» **Extracted entries**
┄┄┄┄┄┄
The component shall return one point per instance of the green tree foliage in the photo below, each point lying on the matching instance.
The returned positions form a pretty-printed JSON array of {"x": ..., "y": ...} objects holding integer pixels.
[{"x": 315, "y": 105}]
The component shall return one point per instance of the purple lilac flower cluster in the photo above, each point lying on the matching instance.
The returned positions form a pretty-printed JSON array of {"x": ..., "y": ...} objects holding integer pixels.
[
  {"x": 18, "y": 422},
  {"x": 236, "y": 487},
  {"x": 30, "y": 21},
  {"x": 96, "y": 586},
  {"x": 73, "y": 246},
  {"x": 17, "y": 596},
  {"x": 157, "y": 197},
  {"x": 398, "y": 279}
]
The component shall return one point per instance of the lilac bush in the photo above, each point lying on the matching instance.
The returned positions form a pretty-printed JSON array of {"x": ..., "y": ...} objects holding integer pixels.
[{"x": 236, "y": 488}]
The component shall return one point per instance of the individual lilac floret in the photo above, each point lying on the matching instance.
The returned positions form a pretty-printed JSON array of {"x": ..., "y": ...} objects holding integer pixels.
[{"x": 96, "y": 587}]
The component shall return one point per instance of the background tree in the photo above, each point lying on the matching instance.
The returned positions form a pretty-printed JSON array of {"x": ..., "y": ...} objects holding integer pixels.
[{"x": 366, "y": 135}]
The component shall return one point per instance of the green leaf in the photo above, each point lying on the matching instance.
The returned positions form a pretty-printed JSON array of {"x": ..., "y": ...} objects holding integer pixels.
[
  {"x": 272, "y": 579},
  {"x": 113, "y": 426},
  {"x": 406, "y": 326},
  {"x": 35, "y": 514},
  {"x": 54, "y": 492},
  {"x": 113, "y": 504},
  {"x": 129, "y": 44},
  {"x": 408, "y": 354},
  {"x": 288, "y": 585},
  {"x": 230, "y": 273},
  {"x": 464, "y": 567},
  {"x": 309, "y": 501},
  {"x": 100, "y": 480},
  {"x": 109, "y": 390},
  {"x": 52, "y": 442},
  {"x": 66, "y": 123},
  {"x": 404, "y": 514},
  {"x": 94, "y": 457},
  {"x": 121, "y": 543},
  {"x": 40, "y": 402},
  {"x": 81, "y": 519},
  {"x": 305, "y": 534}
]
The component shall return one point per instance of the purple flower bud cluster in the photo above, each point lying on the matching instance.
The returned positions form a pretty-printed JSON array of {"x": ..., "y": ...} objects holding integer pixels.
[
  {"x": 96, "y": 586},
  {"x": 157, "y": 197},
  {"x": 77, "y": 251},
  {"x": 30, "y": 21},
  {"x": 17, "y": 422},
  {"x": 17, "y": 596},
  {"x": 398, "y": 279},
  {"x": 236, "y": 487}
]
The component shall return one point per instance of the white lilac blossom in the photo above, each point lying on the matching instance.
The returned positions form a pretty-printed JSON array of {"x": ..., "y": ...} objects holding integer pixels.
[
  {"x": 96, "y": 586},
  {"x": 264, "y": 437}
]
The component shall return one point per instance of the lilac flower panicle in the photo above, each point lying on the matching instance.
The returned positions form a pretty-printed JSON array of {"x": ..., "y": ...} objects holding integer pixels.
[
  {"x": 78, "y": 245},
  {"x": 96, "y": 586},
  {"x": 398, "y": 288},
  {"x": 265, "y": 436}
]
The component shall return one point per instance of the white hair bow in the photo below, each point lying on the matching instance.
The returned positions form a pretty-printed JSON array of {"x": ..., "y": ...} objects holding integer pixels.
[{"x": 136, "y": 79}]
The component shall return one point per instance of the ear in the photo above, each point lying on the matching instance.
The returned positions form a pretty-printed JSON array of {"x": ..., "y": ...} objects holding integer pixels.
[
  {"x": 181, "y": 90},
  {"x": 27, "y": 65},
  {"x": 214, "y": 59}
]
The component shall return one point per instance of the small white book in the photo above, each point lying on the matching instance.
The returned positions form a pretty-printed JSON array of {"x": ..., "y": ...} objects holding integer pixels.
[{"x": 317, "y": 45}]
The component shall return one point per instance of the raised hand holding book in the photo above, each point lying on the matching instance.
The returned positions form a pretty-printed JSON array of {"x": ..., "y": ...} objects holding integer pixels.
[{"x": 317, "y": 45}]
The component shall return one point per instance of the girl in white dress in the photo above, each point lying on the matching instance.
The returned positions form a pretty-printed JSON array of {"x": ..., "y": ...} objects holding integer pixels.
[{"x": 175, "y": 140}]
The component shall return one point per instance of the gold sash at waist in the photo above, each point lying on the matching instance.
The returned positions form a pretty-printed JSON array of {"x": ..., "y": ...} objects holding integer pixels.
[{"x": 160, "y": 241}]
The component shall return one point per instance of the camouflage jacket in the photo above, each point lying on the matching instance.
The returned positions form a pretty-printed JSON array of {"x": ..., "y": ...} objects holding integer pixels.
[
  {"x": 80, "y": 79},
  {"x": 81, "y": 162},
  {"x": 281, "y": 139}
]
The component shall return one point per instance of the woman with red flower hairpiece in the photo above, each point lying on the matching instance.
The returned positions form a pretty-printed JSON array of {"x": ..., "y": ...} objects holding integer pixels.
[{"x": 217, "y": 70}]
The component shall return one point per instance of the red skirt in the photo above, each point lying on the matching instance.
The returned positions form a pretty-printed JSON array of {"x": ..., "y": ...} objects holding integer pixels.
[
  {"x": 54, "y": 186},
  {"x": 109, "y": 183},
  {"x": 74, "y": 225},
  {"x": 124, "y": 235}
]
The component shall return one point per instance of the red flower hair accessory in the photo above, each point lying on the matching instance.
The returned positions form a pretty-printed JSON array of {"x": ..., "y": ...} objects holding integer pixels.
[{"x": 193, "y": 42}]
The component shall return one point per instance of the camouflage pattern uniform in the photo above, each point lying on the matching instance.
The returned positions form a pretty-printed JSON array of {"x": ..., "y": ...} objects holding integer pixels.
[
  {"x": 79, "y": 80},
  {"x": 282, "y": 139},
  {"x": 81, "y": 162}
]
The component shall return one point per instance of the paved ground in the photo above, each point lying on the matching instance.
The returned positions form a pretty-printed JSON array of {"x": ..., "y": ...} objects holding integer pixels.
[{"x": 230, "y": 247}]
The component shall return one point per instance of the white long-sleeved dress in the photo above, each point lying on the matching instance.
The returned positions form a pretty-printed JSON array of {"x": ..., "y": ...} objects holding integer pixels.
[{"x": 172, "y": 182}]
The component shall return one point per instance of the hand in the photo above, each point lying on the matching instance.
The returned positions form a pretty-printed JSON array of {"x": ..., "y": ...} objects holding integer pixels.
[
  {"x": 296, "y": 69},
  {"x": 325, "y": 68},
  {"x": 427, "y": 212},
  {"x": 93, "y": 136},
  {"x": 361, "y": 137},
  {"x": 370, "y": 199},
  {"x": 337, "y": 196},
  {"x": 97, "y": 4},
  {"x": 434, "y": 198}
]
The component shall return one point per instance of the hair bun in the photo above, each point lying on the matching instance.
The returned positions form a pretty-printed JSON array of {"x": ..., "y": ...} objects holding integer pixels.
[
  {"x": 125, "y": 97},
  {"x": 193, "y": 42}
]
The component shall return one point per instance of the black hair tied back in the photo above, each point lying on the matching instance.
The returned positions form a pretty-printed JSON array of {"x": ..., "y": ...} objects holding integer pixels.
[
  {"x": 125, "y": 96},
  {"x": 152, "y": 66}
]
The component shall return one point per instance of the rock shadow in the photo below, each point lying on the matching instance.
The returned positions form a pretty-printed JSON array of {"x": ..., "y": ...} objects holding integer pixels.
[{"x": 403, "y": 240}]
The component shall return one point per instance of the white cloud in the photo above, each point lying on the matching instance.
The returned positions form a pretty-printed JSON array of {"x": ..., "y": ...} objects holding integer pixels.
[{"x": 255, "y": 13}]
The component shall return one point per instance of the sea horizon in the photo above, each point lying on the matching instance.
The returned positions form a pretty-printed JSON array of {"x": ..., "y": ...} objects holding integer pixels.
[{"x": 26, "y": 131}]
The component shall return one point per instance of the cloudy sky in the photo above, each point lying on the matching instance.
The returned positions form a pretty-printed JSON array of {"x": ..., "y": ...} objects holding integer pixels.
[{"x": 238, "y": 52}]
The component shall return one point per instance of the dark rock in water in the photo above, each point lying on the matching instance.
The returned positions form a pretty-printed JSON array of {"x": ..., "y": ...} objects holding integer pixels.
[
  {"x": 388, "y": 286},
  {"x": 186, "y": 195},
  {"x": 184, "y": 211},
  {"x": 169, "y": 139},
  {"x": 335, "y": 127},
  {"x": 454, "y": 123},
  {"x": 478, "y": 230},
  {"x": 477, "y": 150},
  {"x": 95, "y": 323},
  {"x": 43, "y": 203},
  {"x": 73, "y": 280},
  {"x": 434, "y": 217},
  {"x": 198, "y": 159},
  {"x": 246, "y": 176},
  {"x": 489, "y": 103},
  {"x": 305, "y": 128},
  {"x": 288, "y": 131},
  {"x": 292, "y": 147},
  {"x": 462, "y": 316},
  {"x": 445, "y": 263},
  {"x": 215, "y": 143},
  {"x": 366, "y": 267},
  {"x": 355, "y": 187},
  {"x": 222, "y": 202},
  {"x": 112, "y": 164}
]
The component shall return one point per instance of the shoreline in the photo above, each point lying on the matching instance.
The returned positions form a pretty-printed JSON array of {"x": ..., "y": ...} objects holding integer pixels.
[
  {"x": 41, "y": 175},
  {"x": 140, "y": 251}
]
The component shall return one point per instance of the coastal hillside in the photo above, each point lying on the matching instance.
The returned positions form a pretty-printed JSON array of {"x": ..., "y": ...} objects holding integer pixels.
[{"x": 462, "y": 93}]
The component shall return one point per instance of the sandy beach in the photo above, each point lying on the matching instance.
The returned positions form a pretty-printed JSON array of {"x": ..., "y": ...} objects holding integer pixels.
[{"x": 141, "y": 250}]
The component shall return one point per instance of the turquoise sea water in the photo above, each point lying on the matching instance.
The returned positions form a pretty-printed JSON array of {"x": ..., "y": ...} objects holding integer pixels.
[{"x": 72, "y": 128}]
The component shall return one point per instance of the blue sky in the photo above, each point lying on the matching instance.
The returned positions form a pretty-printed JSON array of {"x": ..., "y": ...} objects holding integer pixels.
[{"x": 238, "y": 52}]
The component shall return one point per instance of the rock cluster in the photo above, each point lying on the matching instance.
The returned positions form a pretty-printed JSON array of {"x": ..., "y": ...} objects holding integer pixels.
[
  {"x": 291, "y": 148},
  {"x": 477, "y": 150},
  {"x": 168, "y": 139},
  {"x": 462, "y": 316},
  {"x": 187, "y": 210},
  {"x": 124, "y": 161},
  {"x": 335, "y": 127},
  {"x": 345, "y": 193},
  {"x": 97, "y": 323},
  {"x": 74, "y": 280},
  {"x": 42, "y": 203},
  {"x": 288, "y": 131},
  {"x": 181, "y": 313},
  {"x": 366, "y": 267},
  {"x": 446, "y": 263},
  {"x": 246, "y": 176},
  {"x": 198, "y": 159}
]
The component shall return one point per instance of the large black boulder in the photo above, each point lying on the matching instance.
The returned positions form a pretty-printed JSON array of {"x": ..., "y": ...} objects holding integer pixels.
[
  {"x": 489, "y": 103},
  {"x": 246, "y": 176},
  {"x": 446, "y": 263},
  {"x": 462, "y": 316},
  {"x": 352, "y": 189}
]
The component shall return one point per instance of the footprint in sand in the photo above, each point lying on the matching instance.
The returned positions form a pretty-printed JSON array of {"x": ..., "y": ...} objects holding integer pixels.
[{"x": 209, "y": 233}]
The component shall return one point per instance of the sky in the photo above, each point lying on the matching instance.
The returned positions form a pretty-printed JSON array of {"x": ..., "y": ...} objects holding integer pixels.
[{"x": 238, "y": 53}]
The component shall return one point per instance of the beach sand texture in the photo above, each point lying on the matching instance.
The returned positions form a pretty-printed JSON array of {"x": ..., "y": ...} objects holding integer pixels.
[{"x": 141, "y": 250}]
┄┄┄┄┄┄
Please reproduce exactly the lines from the first one of the records above through the line containing "the green leaf", both included, and nothing else.

» **Answer space**
The component shall return one point per instance of the green tree foliage in the photo below, each point lying on the matching instance.
The returned positions form a pretty-printed JSON array of {"x": ..., "y": ...} objects holding integer pixels.
[{"x": 315, "y": 105}]
The component shall return one point per instance of the purple lilac flower cluster in the photo above, each point lying on the matching instance.
The returned positions form a pretty-printed JSON array of {"x": ..., "y": ...} objects holding integer pixels.
[
  {"x": 18, "y": 422},
  {"x": 236, "y": 487},
  {"x": 30, "y": 21},
  {"x": 96, "y": 586},
  {"x": 73, "y": 246},
  {"x": 17, "y": 596},
  {"x": 157, "y": 197},
  {"x": 398, "y": 279}
]
The component shall return one point per instance of the lilac bush in the photo above, each point lying on the matching instance.
The returned positions form a pretty-printed JSON array of {"x": ..., "y": ...} objects holding integer pixels.
[{"x": 236, "y": 488}]
The component shall return one point per instance of the individual lilac floret in the photo above, each point lying on the matching instance.
The returned positions form a pretty-printed JSON array of {"x": ..., "y": ...} objects holding integer pixels.
[{"x": 96, "y": 587}]
The component shall return one point per instance of the background tree in the photo above, each point lying on the matching instance.
The returned positions form a pretty-printed JSON array of {"x": ..., "y": ...} objects holding integer pixels.
[{"x": 366, "y": 135}]
The component shall return one point per instance of the green leaf in the photo above, each point lying on the matching instance.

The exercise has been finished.